=== Begin Enclosure ===

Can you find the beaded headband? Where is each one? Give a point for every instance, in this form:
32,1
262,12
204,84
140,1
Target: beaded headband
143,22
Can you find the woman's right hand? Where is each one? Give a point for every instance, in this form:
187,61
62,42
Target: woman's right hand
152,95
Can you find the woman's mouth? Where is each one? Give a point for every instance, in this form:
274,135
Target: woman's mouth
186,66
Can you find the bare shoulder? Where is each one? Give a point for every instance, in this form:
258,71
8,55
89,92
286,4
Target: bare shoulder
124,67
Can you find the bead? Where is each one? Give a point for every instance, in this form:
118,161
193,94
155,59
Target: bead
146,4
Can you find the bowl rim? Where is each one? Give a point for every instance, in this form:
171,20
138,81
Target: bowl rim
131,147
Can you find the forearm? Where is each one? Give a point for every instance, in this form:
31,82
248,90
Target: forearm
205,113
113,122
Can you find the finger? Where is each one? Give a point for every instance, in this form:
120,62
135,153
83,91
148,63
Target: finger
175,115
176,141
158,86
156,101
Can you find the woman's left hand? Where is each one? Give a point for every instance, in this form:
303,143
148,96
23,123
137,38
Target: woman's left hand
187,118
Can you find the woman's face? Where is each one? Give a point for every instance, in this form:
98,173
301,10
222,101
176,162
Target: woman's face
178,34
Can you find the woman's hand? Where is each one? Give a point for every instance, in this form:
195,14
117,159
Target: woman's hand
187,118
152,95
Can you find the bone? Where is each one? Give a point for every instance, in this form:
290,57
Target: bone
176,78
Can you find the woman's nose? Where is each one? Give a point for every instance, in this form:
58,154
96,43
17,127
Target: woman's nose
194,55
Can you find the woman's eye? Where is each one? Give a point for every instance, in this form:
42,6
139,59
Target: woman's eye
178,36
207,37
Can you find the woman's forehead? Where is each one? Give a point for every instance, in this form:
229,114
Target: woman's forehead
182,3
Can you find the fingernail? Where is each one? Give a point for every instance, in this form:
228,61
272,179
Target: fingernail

=== End Enclosure ===

EXERCISE DIRECTIONS:
Every line of the data above should be output exactly as written.

ANSWER TO THE PROBLEM:
Can you find the beaded headband? Where is each one? Give a point for every instance, in this form:
32,1
262,12
204,84
140,1
Target: beaded headband
143,22
Can you find the woman's right hand? Where is each one? Give a point for every instance, in this form:
187,61
62,42
Target: woman's right hand
152,95
Can you find the woman's mouth? Where is each one? Give a point for every instance, in this form:
274,135
Target: woman's mouth
186,66
Can you find the bare shoulder? Where is each one? Give a point for every instance, in this form:
258,71
8,55
89,92
286,4
Target: bare shoulder
124,67
Can you find the bead? Where is each one? Give a point for every instance, in this form:
118,161
193,94
155,59
Target: bead
146,4
Can you find the bowl rim? Where is each one? Give a point for every instance, in this form:
171,20
138,81
Target: bowl rim
131,147
Can you find the forearm? Where is each one? Give a point for every instance, in this form:
31,82
248,90
Target: forearm
205,113
113,122
Can you find the finger? Where is each one? Give a point for every instance, in this form:
120,62
135,153
83,91
148,63
Target: finger
175,115
176,141
158,86
156,101
Can you find the woman's left hand? Where is each one? Give a point for every instance, in this form:
303,143
148,96
23,123
137,38
Target: woman's left hand
187,118
Can you find the woman's face? Where is each one? Give a point for every instance, in this form:
98,173
301,10
222,101
176,162
Target: woman's face
178,34
Can you find the woman's hand? Where is each one? Give a point for every instance, in this form:
195,14
117,159
Target: woman's hand
187,118
152,95
Can you find the bone? Where is each one? Give a point for every instance, in this form:
290,57
Target: bone
176,78
Can you find the woman's nose? Where is each one? Give a point for every instance, in this form:
58,154
96,43
17,127
Target: woman's nose
194,55
Can you find the woman's eye? Where is each one? Give a point for every instance, in this form:
42,6
139,59
Target: woman's eye
178,36
207,37
Can you find the woman's forehead? Where is each one? Give a point for every instance, in this form:
229,114
Target: woman's forehead
182,3
Can you find the fingernail? Where is each one? Give a point for every instance, in this form:
228,61
272,179
Target: fingernail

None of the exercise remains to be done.